- PASSAGE GIVEN:
Culturally responsive practices in K–12 education are informed by pedagogical beliefs rooted in high expectations, critical caring, acknowledging, affirming, and valuing students' identities, while seeking to dismantle inequities in education (Ladson-Billings, 1995; Gay, 2002). Over the past 40 years, educators have responded to the needs of increasingly multicultural classrooms with culturally responsive and sustaining teaching as evidence-based approaches, which have been shown to produce positive outcomes for culturally, linguistically, racially, and ethnically diverse student populations. (You might want to look at some of the following: Aronson & Laughter, 2016; Esposito & Swain, 2009; Gay, 2002, 2013; Ladson-Billings,1995; Milner, 2011; Paris & Alim, 2014).

- SUPPLIED MATERIAL:

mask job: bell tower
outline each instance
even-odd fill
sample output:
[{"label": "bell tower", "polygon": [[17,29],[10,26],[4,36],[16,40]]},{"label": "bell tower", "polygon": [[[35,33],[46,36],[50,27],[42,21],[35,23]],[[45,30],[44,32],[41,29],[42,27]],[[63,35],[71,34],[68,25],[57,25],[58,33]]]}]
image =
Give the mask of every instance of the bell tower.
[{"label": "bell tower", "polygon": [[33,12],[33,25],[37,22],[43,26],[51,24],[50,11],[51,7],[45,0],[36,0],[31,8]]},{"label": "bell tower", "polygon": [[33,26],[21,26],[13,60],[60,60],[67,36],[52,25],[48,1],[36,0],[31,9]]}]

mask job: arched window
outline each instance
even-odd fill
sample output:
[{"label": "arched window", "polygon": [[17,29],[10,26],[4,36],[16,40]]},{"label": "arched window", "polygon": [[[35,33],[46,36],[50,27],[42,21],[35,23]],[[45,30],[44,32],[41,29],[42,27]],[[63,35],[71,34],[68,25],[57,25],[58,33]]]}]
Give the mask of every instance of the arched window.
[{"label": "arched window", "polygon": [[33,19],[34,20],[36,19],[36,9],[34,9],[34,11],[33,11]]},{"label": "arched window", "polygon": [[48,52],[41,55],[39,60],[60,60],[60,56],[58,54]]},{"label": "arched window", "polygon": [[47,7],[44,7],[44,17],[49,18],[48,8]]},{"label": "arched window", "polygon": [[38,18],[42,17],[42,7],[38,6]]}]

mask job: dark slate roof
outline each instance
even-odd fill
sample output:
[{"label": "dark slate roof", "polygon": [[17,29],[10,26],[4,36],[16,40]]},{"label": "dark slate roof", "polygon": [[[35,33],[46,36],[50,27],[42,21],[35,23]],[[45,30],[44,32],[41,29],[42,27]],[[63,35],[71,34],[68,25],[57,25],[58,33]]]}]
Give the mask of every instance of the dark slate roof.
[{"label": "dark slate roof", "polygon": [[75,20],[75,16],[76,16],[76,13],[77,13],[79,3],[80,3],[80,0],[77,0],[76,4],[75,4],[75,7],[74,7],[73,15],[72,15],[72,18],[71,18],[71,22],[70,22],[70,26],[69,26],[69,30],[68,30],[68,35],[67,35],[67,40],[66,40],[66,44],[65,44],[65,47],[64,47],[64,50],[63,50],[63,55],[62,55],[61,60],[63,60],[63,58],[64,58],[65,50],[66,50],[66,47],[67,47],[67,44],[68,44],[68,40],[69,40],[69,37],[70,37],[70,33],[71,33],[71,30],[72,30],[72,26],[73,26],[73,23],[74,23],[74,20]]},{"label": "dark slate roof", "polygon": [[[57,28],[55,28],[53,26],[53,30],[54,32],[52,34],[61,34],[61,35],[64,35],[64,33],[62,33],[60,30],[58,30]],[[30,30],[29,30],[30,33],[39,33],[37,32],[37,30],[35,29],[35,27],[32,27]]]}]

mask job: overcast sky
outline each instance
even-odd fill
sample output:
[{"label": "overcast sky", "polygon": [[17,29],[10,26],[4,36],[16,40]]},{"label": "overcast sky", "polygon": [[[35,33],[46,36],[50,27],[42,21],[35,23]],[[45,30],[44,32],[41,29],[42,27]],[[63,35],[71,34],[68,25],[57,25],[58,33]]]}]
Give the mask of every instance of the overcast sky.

- ACTIONS TO TAKE:
1. Summarize the passage on culturally responsive practices in two sentences.
2. Transcribe the passage on culturally responsive practices between "Culturally responsive practices" and "Paris & Alim, 2014).", inclusive.
3. Name every distinct cited work in the passage on culturally responsive practices, giving each one's author or authors and year.

- TASK-BY-TASK OUTPUTS:
1. Culturally responsive practices in K–12 education rest on beliefs in high expectations, critical caring, and acknowledging, affirming, and valuing students' identities, while seeking to dismantle inequities in education. For the past 40 years, educators have met the needs of increasingly multicultural classrooms with culturally responsive and sustaining teaching, evidence-based approaches shown to produce positive outcomes for culturally, linguistically, racially, and ethnically diverse students.

2.
Culturally responsive practices in K–12 education are informed by pedagogical beliefs rooted in high expectations, critical caring, acknowledging, affirming, and valuing students' identities, while seeking to dismantle inequities in education (Ladson-Billings, 1995; Gay, 2002). Over the past 40 years, educators have responded to the needs of increasingly multicultural classrooms with culturally responsive and sustaining teaching as evidence-based approaches, which have been shown to produce positive outcomes for culturally, linguistically, racially, and ethnically diverse student populations. (You might want to look at some of the following: Aronson & Laughter, 2016; Esposito & Swain, 2009; Gay, 2002, 2013; Ladson-Billings,1995; Milner, 2011; Paris & Alim, 2014).

3.
- Ladson-Billings, 1995
- Gay, 2002
- Gay, 2013
- Aronson & Laughter, 2016
- Esposito & Swain, 2009
- Milner, 2011
- Paris & Alim, 2014